Extracted records:

_ _ _ _ _

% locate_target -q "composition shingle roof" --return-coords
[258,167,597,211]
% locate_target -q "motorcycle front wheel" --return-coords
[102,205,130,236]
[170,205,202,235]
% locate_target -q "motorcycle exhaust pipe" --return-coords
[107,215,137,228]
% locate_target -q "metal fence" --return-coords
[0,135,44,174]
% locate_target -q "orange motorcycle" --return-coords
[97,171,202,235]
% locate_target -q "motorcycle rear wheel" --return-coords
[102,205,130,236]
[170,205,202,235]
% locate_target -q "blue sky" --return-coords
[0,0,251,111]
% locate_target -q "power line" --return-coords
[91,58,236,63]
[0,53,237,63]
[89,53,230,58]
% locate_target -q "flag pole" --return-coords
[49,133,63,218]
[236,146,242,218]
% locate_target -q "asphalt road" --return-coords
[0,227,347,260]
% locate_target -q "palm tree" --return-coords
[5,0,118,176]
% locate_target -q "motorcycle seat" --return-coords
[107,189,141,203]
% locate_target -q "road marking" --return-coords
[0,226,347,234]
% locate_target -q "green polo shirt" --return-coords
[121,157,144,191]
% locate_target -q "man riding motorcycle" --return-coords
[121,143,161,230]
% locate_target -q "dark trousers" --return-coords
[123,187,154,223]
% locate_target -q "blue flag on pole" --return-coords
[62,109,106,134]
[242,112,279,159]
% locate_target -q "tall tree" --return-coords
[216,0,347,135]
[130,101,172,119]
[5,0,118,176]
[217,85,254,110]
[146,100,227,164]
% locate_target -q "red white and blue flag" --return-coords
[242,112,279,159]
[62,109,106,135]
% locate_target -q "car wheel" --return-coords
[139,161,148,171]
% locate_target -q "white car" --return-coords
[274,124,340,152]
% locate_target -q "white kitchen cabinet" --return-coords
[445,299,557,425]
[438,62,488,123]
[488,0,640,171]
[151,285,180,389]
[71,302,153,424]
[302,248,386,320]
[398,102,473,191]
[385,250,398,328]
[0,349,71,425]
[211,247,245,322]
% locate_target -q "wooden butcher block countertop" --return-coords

_ _ _ _ _

Your instructions:
Which lines in the extracted records above contain the word "road", matching case exactly? Locate each one and copy it out in full.

Solution to the exercise:
% locate_target -q "asphalt road" --return-coords
% locate_target -q "road marking" --return-coords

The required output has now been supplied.